→ Exercise prompt: Reproduce the records from their start through the line containing "[[444, 693]]", both ends included, keeping the requests but leaving out the pictures. Scale every point coordinate in the answers by 2.05 and round to whole numbers, with halves rounded up.

→ Information provided:
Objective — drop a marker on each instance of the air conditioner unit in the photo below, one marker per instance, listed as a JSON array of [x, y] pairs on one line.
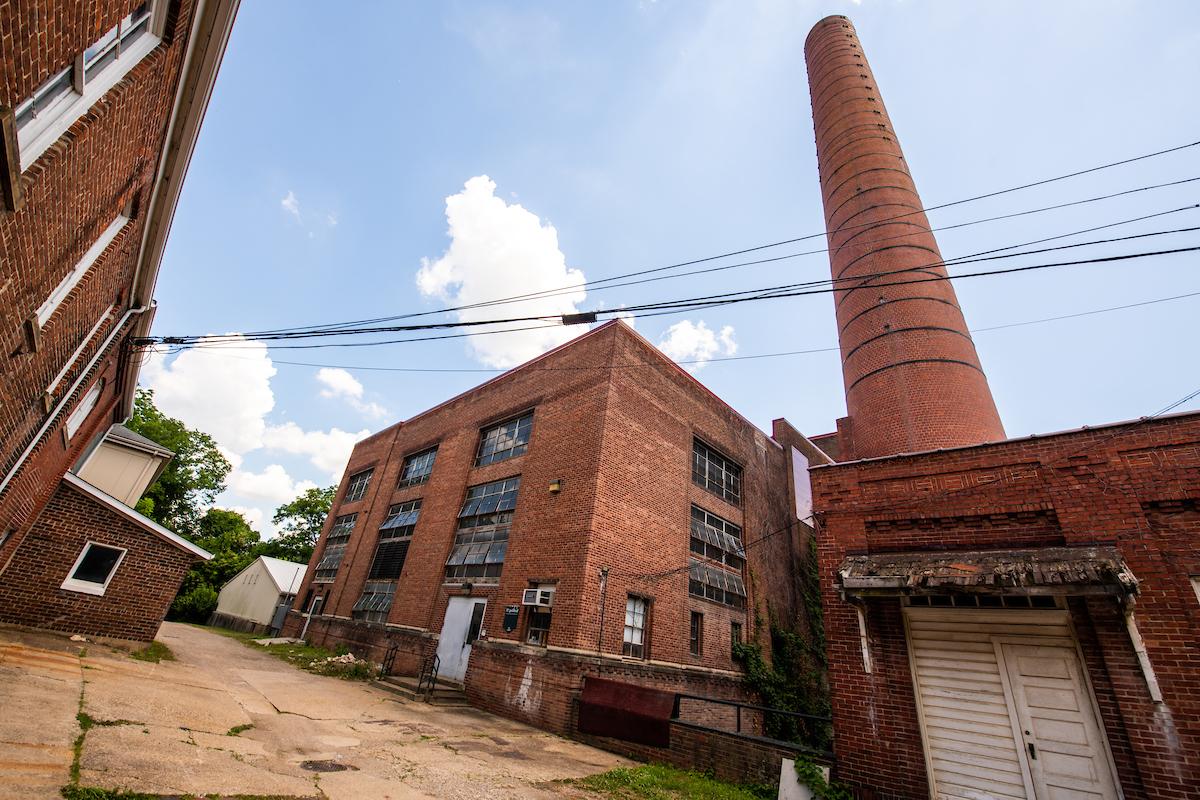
[[538, 597]]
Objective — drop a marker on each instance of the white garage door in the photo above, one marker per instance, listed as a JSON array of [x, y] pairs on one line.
[[1005, 709]]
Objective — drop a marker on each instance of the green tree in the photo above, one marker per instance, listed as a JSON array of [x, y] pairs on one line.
[[192, 477], [300, 522]]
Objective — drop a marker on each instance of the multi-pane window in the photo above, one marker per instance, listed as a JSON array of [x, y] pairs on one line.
[[483, 537], [717, 539], [634, 643], [715, 473], [375, 602], [358, 486], [94, 569], [335, 547], [504, 440], [417, 468], [395, 535], [45, 115], [696, 633], [715, 583]]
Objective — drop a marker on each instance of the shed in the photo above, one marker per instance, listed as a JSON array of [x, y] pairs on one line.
[[249, 601]]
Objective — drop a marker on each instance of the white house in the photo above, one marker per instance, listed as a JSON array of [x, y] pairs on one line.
[[252, 597]]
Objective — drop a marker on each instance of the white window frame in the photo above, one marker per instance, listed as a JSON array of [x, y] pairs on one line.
[[49, 125], [84, 409], [61, 292], [88, 587]]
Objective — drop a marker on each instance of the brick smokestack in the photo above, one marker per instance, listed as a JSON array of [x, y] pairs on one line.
[[912, 376]]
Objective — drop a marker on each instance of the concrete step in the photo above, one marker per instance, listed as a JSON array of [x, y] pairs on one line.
[[444, 693]]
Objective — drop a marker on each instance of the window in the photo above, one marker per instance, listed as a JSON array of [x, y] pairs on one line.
[[696, 635], [715, 473], [483, 537], [717, 539], [358, 486], [375, 602], [335, 547], [636, 609], [69, 94], [717, 584], [84, 408], [395, 535], [538, 617], [94, 569], [417, 468], [504, 440]]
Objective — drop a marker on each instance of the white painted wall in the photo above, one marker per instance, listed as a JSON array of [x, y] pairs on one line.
[[251, 595]]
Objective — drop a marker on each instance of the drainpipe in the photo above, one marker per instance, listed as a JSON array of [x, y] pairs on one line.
[[604, 585], [70, 392]]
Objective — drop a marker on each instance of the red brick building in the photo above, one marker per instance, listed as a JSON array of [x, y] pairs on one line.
[[100, 107], [586, 513], [1003, 618]]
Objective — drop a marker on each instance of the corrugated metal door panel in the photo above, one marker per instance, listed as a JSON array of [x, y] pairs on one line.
[[967, 727]]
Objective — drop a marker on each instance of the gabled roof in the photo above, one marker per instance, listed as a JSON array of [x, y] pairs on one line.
[[112, 503], [287, 576]]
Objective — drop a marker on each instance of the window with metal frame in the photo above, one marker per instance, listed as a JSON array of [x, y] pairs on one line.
[[483, 540], [717, 539], [395, 535], [504, 440], [715, 473], [717, 584], [635, 639], [94, 569], [375, 602], [417, 468], [357, 487], [67, 95]]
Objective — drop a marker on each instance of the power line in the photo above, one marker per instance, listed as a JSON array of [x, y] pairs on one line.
[[744, 295], [798, 239], [219, 350]]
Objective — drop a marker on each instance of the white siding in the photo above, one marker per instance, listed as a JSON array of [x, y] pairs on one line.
[[965, 720], [251, 595]]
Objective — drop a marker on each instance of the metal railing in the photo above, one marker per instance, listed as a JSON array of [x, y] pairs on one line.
[[427, 679], [811, 733]]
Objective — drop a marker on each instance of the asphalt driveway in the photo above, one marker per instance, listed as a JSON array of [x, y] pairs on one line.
[[227, 720]]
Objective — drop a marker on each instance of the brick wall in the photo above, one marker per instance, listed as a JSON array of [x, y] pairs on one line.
[[72, 192], [1133, 486], [138, 595]]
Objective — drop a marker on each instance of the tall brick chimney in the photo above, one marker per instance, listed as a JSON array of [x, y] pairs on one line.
[[912, 376]]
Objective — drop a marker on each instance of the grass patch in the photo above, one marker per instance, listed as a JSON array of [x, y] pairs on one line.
[[659, 782], [155, 651], [304, 656]]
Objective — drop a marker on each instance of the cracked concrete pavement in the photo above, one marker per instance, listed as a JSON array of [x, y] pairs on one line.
[[165, 729]]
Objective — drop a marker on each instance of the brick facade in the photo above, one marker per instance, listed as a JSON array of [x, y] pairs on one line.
[[123, 156], [138, 595], [912, 376], [1134, 486], [615, 422]]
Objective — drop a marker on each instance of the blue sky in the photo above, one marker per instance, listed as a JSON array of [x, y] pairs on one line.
[[647, 133]]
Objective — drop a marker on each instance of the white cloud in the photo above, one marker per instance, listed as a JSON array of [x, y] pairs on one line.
[[328, 450], [695, 343], [341, 384], [291, 204], [226, 395], [498, 250], [273, 485]]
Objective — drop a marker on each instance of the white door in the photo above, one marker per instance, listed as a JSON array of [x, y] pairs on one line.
[[1054, 719], [463, 620]]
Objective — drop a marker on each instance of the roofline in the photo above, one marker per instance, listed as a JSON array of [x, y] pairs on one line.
[[133, 516], [1015, 440]]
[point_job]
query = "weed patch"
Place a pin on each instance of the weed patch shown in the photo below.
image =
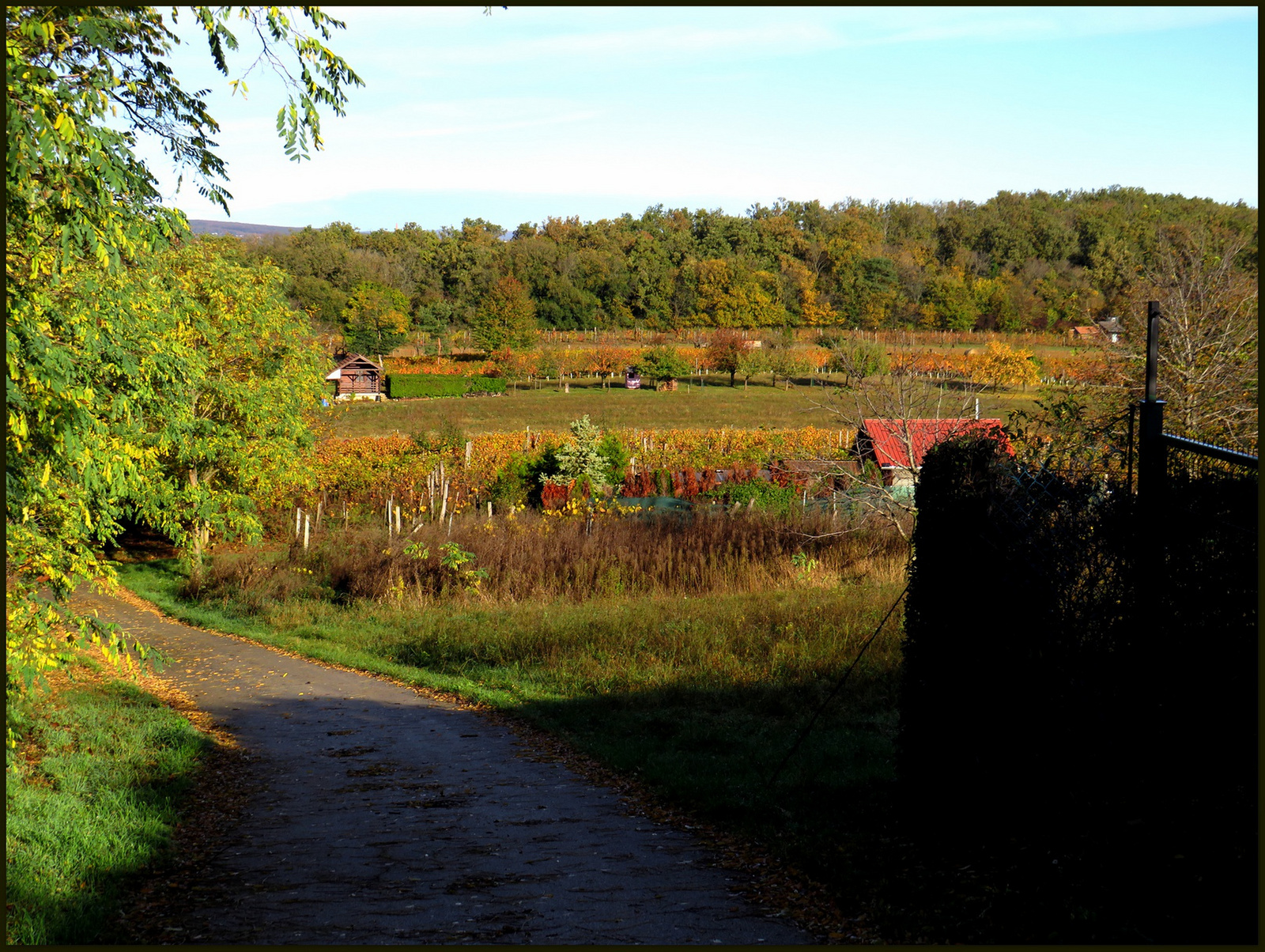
(92, 799)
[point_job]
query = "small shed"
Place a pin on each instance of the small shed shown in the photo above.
(1111, 327)
(900, 446)
(357, 377)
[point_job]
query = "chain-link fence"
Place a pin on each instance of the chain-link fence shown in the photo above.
(1071, 653)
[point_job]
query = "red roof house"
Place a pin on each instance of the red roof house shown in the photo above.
(898, 446)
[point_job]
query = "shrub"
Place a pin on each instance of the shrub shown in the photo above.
(402, 387)
(765, 495)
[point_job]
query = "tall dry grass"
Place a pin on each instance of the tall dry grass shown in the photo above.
(544, 557)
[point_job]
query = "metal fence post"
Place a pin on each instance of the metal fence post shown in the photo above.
(1151, 451)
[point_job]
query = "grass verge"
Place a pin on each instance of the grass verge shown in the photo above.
(92, 799)
(715, 404)
(697, 697)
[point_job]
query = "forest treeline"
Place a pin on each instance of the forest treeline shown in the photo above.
(1016, 263)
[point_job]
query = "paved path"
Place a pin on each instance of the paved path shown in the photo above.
(387, 817)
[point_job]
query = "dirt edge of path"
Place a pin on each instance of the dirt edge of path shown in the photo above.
(225, 787)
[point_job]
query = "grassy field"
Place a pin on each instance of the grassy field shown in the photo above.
(697, 680)
(695, 666)
(92, 799)
(715, 404)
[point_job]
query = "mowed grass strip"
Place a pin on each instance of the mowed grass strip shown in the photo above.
(92, 799)
(700, 697)
(715, 404)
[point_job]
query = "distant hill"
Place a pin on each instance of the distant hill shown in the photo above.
(240, 229)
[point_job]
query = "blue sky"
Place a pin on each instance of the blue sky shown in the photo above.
(538, 111)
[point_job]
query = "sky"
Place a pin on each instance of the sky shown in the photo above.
(531, 113)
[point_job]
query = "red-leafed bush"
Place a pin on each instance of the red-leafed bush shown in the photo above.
(554, 495)
(636, 485)
(685, 484)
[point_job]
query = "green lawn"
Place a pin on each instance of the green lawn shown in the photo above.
(701, 697)
(715, 404)
(92, 799)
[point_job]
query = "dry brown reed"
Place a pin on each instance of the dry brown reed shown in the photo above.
(548, 556)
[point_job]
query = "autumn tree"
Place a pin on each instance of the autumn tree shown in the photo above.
(1210, 333)
(662, 364)
(80, 206)
(376, 319)
(750, 362)
(857, 358)
(901, 399)
(1003, 365)
(508, 317)
(725, 352)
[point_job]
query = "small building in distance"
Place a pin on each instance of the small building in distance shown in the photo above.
(357, 377)
(1111, 327)
(900, 446)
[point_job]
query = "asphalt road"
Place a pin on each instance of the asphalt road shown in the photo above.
(389, 817)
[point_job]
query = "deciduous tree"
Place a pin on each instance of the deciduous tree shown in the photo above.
(508, 317)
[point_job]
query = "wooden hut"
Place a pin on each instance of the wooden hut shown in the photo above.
(357, 377)
(898, 446)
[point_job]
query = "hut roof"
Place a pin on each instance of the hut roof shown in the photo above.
(354, 361)
(896, 440)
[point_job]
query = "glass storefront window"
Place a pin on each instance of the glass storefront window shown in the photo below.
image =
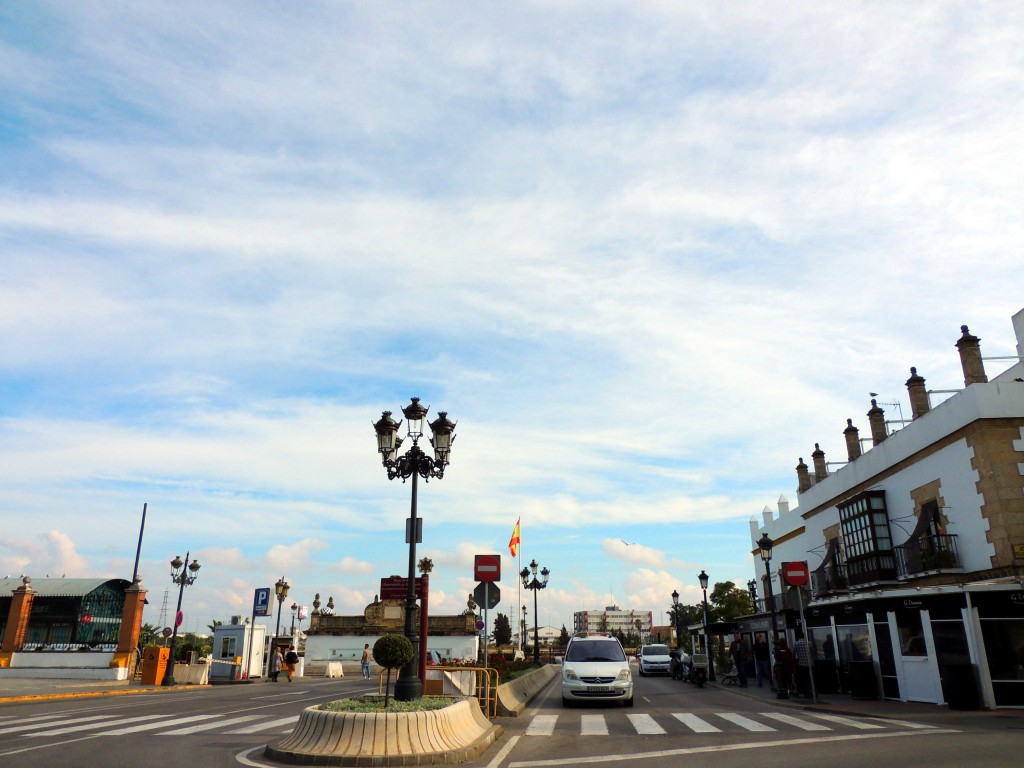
(854, 643)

→ Completed exercise:
Objective — drop a marker on each instance of the air conditioner unit in the photo below, one marker per instance, listed as a JSON array of [x, y] pairs on one line.
[[1103, 1224]]
Objective — drop a marker on each instance of the white garage door in the photo above, one marker per instance, listed as a JSON array of [x, y] pairs on one line.
[[2060, 1453]]
Objective — drop a marker on each instance of the green tree in the photo above, one marker per instance, listed as a JSON array of [x, y] pairs on one line.
[[394, 978], [615, 1070]]
Objective — drop a marker on each instance of the multi-pane window in the photo above, one marker per instance, listed as a JSON array of [x, y] pairs on one line.
[[990, 1101], [1470, 1105], [1300, 1318], [1466, 970], [769, 1234], [734, 996], [193, 1166], [687, 1121], [1033, 902], [855, 959], [810, 1097], [92, 236], [1427, 1298], [1466, 1195]]
Objective — drop a marker on each instance of the shed in the photo above, one marker per instance, listed as a JSON array of [x, y] pairs on one line.
[[510, 1232]]
Objective — drop a marker on each instance of the white house in the photo above, one marker per instance, listed as a JSON array of [x, y] pairs on one line.
[[517, 1224]]
Objective — drop a marker on each instance of the white window frame in the photo above, one marker per instance, listed as a JSON array of [x, y] pairs on one line.
[[100, 256], [172, 838], [125, 599], [180, 1203]]
Objective — drop a marker on each instance of the brick smokestack in the photo above, one marker per instance, listed as a JSON array of [x, y] pairs on one line.
[[1870, 771]]
Objective — drop a marker on each instance of the concrete step in the photo above, one marker per instance, listed as a JSON array of [x, y] pairs on one line.
[[910, 1421]]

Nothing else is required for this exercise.